* [ACTION ITEM]:
Retype the records that follow, every line exactly as written.

Start of RECORDS FOR THE TASK

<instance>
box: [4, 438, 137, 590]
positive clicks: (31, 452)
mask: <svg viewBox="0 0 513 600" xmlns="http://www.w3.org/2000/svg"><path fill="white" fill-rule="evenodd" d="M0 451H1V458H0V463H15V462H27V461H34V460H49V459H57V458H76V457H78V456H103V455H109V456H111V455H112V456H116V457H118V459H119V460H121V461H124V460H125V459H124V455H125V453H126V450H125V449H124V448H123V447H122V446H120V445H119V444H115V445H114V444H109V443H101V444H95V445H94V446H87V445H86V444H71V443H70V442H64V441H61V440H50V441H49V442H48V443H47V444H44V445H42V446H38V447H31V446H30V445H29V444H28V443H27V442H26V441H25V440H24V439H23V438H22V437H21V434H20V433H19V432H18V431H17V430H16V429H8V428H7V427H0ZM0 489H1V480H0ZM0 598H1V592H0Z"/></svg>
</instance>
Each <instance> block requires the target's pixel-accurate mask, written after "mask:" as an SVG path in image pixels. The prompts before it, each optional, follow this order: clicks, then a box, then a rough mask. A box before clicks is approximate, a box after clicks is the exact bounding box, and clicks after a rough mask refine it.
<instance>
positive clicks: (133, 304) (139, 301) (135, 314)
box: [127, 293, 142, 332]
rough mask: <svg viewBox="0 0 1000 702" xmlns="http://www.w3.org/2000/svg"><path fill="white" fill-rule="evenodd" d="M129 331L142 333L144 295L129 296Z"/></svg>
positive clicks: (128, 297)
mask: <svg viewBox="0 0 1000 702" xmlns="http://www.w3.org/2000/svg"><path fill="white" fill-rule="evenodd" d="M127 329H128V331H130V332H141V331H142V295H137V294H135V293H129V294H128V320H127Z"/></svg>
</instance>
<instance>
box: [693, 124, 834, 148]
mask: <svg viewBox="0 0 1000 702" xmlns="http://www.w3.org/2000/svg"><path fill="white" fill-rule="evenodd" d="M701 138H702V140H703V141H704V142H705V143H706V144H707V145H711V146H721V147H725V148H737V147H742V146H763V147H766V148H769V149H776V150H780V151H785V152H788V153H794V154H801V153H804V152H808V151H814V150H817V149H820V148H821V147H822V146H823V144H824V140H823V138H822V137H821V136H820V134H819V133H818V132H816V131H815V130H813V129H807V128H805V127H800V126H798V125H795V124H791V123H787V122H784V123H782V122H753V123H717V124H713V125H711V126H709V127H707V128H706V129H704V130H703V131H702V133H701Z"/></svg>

End of RECORDS FOR THE TASK

* [EXPECTED ANSWER]:
<instance>
box: [4, 438, 137, 590]
positive clicks: (31, 452)
mask: <svg viewBox="0 0 513 600" xmlns="http://www.w3.org/2000/svg"><path fill="white" fill-rule="evenodd" d="M0 451H1V458H0V463H15V462H27V461H34V460H49V459H57V458H76V457H78V456H103V455H109V456H111V455H112V456H116V457H118V459H119V460H121V461H124V460H125V459H124V455H125V453H126V450H125V449H124V448H123V447H122V446H120V445H119V444H115V445H114V444H109V443H101V444H95V445H94V446H87V445H86V444H71V443H70V442H64V441H61V440H50V441H49V442H48V443H47V444H44V445H42V446H38V447H31V446H30V445H29V444H28V443H27V442H26V441H25V440H24V439H23V438H22V437H21V434H20V433H19V432H18V431H17V430H16V429H8V428H7V427H0ZM0 489H1V480H0ZM0 598H1V592H0Z"/></svg>
</instance>
Each <instance> block requires the target's pixel-accurate mask, written after "mask:" as an SVG path in image pixels. The prompts before it, each optional, follow this order: clicks, then a box, then a rough mask. A box before clicks is approximate, a box after clicks is the exact bounding box, and clicks after a rough mask refine it.
<instance>
positive clicks: (133, 304) (139, 301) (135, 314)
box: [127, 293, 142, 332]
rough mask: <svg viewBox="0 0 1000 702" xmlns="http://www.w3.org/2000/svg"><path fill="white" fill-rule="evenodd" d="M129 331L142 333L144 295L129 296Z"/></svg>
positive clicks: (128, 297)
mask: <svg viewBox="0 0 1000 702" xmlns="http://www.w3.org/2000/svg"><path fill="white" fill-rule="evenodd" d="M127 329H128V331H130V332H141V331H142V295H137V294H135V293H129V294H128V320H127Z"/></svg>
</instance>
<instance>
box: [693, 124, 834, 148]
mask: <svg viewBox="0 0 1000 702" xmlns="http://www.w3.org/2000/svg"><path fill="white" fill-rule="evenodd" d="M701 138H702V140H703V141H704V142H705V143H706V144H707V145H711V146H721V147H725V148H737V147H742V146H763V147H766V148H769V149H776V150H780V151H785V152H788V153H794V154H801V153H804V152H808V151H814V150H817V149H820V148H821V147H822V146H823V144H824V140H823V138H822V137H821V136H820V134H819V133H818V132H816V131H815V130H813V129H807V128H805V127H800V126H798V125H795V124H791V123H787V122H784V123H782V122H753V123H717V124H713V125H711V126H709V127H707V128H706V129H704V130H703V131H702V133H701Z"/></svg>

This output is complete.